Listed entries:
**********

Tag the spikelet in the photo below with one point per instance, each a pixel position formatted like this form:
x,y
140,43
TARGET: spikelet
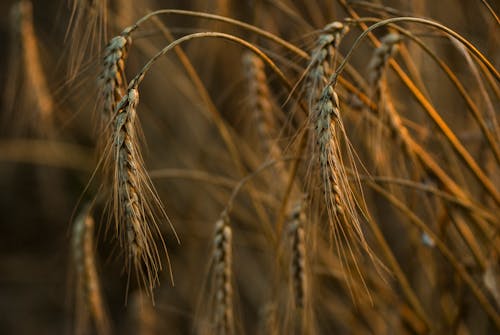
x,y
381,55
223,306
322,59
136,205
327,137
88,291
112,81
260,101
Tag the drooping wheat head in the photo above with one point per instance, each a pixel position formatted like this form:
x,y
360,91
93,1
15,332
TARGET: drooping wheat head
x,y
223,317
136,206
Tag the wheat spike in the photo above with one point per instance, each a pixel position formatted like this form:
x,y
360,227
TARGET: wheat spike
x,y
298,264
136,204
223,313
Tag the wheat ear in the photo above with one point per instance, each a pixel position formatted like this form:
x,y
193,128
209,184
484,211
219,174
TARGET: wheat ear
x,y
112,78
298,263
136,204
222,258
381,55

**********

Your instructions:
Copy all of the items above word for word, leaving out the pictures.

Solution to this task:
Tag the spikelet in the photo below with one point per instance, each a pixel position formatted like this form:
x,y
140,43
TARGET: spikelet
x,y
381,55
223,306
322,59
136,205
327,137
88,291
112,81
260,101
Tag the drooping wheat head in the photo above with one point per instance, each a pixel position formatted like this form:
x,y
360,91
93,1
15,332
TARGET: drooping wheat head
x,y
223,317
136,206
Tag the wheat spike in the photo above with one point per instance, each a pixel position formatted like this form:
x,y
360,227
TARGET: wheat spike
x,y
298,264
136,204
223,313
Tag the wheat ear in the photo above with one point per instance, each a pixel position formatted like this form:
x,y
193,128
209,184
484,211
219,174
TARGET: wheat ear
x,y
112,78
298,263
136,204
222,258
381,55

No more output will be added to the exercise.